:: Exercise details ::
Copy every line of the following data that includes the string "white".

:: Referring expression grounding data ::

------

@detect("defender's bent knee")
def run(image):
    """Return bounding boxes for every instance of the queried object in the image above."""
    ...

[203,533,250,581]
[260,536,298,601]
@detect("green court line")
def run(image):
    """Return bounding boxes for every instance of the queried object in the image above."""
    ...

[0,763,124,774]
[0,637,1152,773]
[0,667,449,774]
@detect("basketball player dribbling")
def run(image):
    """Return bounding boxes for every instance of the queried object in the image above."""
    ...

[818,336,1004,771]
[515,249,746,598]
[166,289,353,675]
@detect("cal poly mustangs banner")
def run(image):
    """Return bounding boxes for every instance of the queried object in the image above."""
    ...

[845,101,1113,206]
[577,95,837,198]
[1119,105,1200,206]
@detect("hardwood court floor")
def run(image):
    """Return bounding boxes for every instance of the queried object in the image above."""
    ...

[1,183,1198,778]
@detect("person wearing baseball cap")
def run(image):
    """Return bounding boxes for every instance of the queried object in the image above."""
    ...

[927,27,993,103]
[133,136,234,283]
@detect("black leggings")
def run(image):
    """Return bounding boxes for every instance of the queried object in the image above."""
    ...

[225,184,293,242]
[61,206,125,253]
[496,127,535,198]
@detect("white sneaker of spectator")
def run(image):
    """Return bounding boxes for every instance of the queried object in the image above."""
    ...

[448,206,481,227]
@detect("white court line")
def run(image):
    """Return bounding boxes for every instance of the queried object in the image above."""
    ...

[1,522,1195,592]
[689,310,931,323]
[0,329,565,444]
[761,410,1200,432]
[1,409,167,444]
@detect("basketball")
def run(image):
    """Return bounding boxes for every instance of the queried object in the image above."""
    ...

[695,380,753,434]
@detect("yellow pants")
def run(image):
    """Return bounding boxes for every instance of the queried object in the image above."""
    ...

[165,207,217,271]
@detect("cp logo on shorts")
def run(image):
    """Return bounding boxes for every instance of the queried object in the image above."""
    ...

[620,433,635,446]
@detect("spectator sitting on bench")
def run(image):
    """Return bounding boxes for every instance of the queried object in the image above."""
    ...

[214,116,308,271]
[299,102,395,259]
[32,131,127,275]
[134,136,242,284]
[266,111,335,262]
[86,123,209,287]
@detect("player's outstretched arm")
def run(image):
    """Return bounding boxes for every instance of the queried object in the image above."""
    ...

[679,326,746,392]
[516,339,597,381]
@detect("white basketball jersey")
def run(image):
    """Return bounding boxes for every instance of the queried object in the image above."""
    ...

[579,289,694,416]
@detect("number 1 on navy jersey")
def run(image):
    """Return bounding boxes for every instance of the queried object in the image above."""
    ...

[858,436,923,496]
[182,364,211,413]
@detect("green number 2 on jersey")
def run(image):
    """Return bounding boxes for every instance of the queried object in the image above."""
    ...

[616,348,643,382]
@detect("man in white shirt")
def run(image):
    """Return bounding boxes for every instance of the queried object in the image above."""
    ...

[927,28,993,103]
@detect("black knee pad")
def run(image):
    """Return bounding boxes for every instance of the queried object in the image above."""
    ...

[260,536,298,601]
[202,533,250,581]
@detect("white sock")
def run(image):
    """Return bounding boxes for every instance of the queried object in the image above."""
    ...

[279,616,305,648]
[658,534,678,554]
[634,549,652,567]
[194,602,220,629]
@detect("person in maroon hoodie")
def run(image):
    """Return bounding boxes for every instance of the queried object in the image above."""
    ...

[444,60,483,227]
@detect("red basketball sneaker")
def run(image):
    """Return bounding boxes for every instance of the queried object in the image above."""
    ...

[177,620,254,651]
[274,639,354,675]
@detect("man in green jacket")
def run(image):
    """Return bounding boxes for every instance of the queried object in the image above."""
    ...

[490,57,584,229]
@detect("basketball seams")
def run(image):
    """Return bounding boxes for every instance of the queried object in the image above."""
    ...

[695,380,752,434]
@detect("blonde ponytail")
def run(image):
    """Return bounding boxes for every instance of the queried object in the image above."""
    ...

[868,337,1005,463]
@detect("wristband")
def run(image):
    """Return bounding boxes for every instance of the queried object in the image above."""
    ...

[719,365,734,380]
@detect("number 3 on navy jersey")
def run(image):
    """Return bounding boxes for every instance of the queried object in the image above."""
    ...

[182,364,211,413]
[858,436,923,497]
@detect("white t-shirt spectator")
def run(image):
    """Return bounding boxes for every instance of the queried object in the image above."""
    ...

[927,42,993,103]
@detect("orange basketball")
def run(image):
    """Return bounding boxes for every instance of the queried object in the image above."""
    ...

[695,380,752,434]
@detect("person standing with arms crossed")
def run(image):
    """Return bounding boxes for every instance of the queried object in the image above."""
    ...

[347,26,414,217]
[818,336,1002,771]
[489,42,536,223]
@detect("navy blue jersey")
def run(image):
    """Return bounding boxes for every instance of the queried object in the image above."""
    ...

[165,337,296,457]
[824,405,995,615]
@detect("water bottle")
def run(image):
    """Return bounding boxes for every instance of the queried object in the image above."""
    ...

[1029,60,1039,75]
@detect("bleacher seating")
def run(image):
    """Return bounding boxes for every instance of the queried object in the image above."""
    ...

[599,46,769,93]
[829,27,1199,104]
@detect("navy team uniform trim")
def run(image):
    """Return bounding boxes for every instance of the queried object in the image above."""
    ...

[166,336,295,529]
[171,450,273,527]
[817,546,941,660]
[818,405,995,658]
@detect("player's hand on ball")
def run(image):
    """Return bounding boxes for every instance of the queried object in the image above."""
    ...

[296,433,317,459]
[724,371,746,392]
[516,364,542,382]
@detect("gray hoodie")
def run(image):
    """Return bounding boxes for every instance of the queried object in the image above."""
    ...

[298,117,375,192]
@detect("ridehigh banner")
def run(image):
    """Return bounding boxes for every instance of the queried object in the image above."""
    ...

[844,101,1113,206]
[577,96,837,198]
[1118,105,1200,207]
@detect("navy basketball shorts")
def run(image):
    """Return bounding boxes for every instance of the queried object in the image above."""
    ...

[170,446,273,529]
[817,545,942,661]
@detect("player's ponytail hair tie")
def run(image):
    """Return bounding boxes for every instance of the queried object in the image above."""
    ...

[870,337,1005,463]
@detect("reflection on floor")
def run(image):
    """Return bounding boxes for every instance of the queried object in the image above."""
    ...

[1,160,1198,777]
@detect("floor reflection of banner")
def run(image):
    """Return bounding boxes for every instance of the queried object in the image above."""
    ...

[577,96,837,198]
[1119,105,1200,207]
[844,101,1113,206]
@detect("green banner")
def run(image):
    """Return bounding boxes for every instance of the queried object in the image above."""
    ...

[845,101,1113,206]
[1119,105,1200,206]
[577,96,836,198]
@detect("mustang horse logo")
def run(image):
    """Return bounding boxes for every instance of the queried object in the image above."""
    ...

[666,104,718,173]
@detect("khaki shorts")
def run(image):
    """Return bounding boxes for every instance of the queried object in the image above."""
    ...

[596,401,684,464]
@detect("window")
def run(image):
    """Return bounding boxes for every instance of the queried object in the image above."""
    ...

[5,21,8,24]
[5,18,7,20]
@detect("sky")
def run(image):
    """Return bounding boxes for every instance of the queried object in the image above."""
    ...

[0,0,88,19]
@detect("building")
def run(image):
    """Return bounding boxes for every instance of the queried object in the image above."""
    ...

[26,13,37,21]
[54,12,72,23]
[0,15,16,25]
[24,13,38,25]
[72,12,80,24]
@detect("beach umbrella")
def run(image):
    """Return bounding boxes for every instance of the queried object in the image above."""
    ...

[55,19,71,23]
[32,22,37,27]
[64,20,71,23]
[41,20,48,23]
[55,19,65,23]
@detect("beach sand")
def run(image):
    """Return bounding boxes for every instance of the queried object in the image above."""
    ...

------

:: Response area ::
@detect("white sneaker of spectator")
@detect("white court line")
@detect("white basketball jersey")
@detect("man in white shirt")
@detect("white sock")
@detect("white t-shirt spectator")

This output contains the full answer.